TUGAS A.
Jawablah pertanyaan berikut berdasarkan teks tentang Dinasti Mughal.
(i) Dengan nama apa Zahirudin Muhammad lebih dikenal?
(ii) Ke negeri mana Humayun mencari suaka politik setelah dikalahkan Sher Khan?
(iii) Di mana Humayun dimakamkan?

CUPLIKAN HALAMAN.
►

Senin, 26 Maret 2012

KEBIJAKAN KEAGAMAAN SULTAN AURANGZEB DI INDIA (1658-1707 M)

KEBIJAKAN KEAGAMAAN SULTAN AURANGZEB DI INDIA ( 1658-1707 M )
SULTAN AURANGZEB


BAB I
PENDAHULUAN
A. Latar Belakang Masalah
Sejarah tentang Aurangzeb tidak dapat dilepaskan dari kebesaran Dinasti Mughal yang didirikan oleh Zahirudin Muhammad, yang lebih dikenal sebagai Babur.[2] Ia dapat menyatukan India[3] yang pada awal abad XVI M merupakan daerah terpecah-pecah dan memiliki pemerintahan yang merdeka. Wilayah kekuasaannya terbentang dari Sungai Gangga sampai Oxus. Babur hanya berkuasa selama empat tahun, dengan demikian dia belum sempat melakukan pembaruan yang berarti bagi Mughal.
Penguasa Mughal setelah Babur adalah putranya, Nashirudin Humayun (1530-1540 M dan 1555-1556 M). Masa pemerintahannya kondisi negara dalam keadaan tidak stabil. Ia harus menghadapi berbagai pemberontakan, seperti pemberontakan Bahadur di Gujarat dan Sher Khan.[4] Humayun dapat dikalahkan oleh Sher Khan yang mengakibatkan Ia melarikan diri dan mencari suaka politik ke Persia.
            Sher Khan menobatkan dirinya sebagai raja Delhi dengan gelar Sher Shah. Ia melakukan pembaruan di bidang administrasi, keuangan, perdagangan, komunikasi, keadilan, perpajakan, dan pertanian di India.[5] Sher Shah merupakan satu-satunya penguasa yang berusaha menyatukan India tanpa membedakan ras dan agama. Pengganti Sher Shah adalah penguasa-penguasa yang lemah, sehingga Humayun dapat menguasai kembali Delhi pada Juli 1555 M, namun satu tahun kemudian Humayun meninggal  dunia karena kecelakaan, jatuh dari lantai dua perpustakaan Sher Mandal di Delhi.[6] Pendapat lain menyatakan bahwa Ia meninggal karena jatuh dari kuda ketika sedang bermain chaugan (permainan yang sangat populer di kalangan bangsawan India-Persia seperti hoki, hanya saja pemainnya menunggang kuda). Ia dimakamkan di Sahsaram.

◄

CUPLIKAN CATATAN.
►

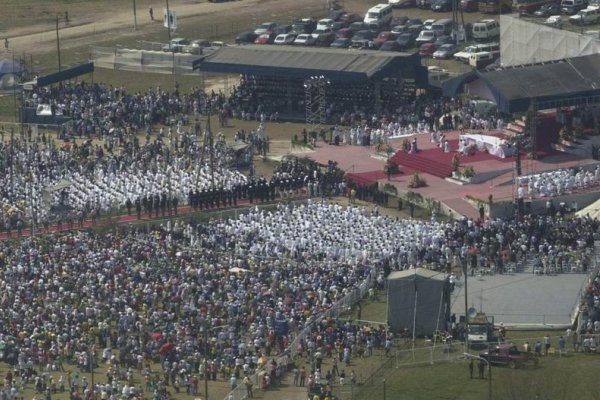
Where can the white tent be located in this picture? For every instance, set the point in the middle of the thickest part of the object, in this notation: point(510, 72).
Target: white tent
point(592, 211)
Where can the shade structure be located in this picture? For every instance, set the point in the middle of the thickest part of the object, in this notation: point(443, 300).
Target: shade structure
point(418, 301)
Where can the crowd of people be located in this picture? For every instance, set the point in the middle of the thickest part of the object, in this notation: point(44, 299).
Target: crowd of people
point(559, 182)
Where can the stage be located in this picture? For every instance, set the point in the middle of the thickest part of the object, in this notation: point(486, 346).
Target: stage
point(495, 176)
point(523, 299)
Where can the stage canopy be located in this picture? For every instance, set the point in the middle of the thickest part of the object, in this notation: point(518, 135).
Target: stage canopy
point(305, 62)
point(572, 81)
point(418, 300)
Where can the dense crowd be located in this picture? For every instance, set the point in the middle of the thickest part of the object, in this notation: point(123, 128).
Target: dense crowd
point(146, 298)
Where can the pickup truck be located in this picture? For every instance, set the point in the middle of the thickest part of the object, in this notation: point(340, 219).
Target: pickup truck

◄
►

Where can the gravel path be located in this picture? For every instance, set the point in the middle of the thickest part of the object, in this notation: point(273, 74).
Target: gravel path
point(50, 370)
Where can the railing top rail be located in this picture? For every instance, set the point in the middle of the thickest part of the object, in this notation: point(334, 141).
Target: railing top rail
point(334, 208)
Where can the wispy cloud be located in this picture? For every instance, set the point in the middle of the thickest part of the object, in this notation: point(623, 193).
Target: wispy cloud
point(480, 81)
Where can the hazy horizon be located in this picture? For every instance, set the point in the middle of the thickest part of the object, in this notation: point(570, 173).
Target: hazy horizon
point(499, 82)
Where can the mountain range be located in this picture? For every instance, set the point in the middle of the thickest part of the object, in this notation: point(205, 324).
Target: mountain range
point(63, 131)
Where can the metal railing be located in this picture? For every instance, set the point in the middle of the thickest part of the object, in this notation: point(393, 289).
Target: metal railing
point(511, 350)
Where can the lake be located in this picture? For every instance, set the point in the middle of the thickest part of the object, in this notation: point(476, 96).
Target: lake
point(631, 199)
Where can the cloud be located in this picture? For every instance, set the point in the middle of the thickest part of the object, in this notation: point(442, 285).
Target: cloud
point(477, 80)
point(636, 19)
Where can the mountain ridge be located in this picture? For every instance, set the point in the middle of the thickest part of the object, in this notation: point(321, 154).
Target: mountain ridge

◄

TUGAS B.
Tulis ulang baris-baris catatan dari baris yang memuat "Where can the lake" hingga baris yang memuat "point(636, 19)", dengan "thickest part" diganti menjadi "widest part" dan bagian lain tidak diubah. Tuliskan hanya baris-baris itu.

HASIL LATIHAN A.
(i) Babur
(ii) Persia
(iii) Sahsaram

HASIL LATIHAN B.
Where can the lake be located in this picture? For every instance, set the point in the middle of the widest part of the object, in this notation: point(476, 96).
Target: lake
point(631, 199)
Where can the cloud be located in this picture? For every instance, set the point in the middle of the widest part of the object, in this notation: point(442, 285).
Target: cloud
point(477, 80)
point(636, 19)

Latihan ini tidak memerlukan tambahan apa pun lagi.